## TEXTO DA PÁGINA

-------------------------

As
promessas ambientais do Brasil para o mundo.
Área recém desmatada em Roraima. Foto: ©
Greenpeace/Marizilda Cruppe.
Cumprir a lei florestal só em 2030, alcançar metas
para energias renováveis menores que as já praticadas e efetuar grandes
investimentos em fontes fósseis são algumas das contradições.
Neste domingo, 27 de outubro, a Presidente Dilma
anunciou, em assembléia da ONU, os planos que o Brasil deve submeter
oficialmente como sua contribuição no combate às mudanças do clima – e as metas
apresentam pontos de incoerência preocupantes.
Para o governo, chegaremos em 2030 emitindo 1,33
bilhões de toneladas de carbono, número 33% maior do que as projeções do que
seria possível fazer segundo proposta de organizações da sociedade civil.
Apesar de ficarem aquém do desejável, o formato de metas absolutas e o fato de
apresentar números de redução para os anos de 2025 e 2030 são bons indicadores.
Porém, na área de florestas, setor do país que mais emite gases que aquecem o
planeta, o governo derrapa e a conta não fecha, o que coloca boa parte do plano
em suspensão.
“O discurso do governo impressiona a plateia,
principalmente quando comparado com o deserto de promessas de muitos outros
países. Mas quando olhamos com o cuidado necessário, a parte de florestas é
baseada em premissas falhas e continua permitindo o desmatamento, além de
perder oportunidades no setor de energia”, diz Marcio Astrini, do Greenpeace.
Florestas
Na parte de florestas, o plano se baseia em
implementar a lei (código florestal), mas só daqui 15 anos, deixando claro que
até lá permitirá novos desmatamentos compensados com replantio. Para o governo,
isso seria suficiente para reduzir drasticamente as emissões do setor. Mas a
conta não fecha.
Segundo estudo publicado na revista Science, os
professores da Universidade Federal de Minas Gerais, Britaldo Soares e Raoni
Rajao afirmam que a simples implementação da lei de florestas não será capaz de
deter a perda de cobertura florestal, podendo, inclusive, permitir que mais de
88 milhões de hectares sejam liberados para o desmatamento, aumentando nossa
conta de emissões.

-------------------------

## DADOS EXTRAÍDOS

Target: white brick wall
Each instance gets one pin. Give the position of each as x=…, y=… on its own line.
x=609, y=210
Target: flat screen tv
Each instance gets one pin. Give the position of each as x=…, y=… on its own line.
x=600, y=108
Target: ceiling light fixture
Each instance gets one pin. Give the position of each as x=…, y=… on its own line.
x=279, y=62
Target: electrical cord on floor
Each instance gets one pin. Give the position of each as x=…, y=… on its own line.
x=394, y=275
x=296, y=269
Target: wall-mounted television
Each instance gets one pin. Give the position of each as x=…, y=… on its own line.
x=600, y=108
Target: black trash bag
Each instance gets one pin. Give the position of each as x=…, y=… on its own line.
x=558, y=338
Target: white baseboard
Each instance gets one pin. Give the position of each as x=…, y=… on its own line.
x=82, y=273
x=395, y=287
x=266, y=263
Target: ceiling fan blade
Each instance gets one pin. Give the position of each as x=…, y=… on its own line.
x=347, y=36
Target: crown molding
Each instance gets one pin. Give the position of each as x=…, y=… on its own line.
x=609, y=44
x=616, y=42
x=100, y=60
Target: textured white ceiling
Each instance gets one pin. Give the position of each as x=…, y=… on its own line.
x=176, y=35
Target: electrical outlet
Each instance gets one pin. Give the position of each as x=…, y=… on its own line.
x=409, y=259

-------------------------

## EXERCÍCIO ESCRITO
Por favor, retome o texto sobre as promessas ambientais do Brasil a partir do ponto em que ele termina. Os dados não são necessários para esta tarefa.

## O RESULTADO
Compensar áreas legalmente autorizadas indica que o
desmatamento continuará, e a taxas não determinadas. Além disso, o replantio de
novas áreas desmatadas não compensam economicamente, visto que é muito mais
custoso do que preservá-las. A proposta de novos desmatamento perde ainda mais
sentido devido ao fato de que o Brasil já detém áreas abertas em quantidade
suficiente para assegurar o aumento da produção de alimentos sem a necessidade
de novas derrubadas de vegetação.
Soma-se a isso o problema de que o caminho
escolhido pelo governo para resolver a situação das florestas simplesmente
ignora instrumentos como a criação de unidades de conservação e terras
indígenas, que são seguramente a maneira mais eficiente de frear o desmatamento.
“Além da conta do plano para florestas não fechar,
o anunciado traz um problema ainda mais grave, que é moral, ao ter como meta
cumprir a legislação daqui a 15 anos (em 2030). Na prática, isso significa que,
em sua gestão, o crime florestal vingará e ainda sentencia que os outros
próximos três mandatos presidenciais seguirão o mesmo caminho. Tudo isso em um
momento do país no qual as pessoas não aguentam mais ouvir falar em crime e má
gestão. O exemplo é negativo e vem da Presidente. Lamentável”, completa
Astrini.
Energia
Para energia, a meta de alcançar 23% das fontes
eólica, solar e biomassa na matriz elétrica de 2030 é positiva, mas fica abaixo
do ritmo atual de contratação dessas fontes em leilões. Para chegar nesse
patamar, a contratação média anual necessária seria de 3,1 GW, mas, só em 2015,
já contratamos 3,7 GW. A intenção de reduzir o consumo de eletricidade de 2030
em 10% por conta de medidas de eficiência energética não representa novidade,
pois já vinha do Plano Nacional de Eficiência Energética.
O que fica mal explicado é a partir de quando e
como o governo pretende mudar os rumos que vem adotando no setor até o momento.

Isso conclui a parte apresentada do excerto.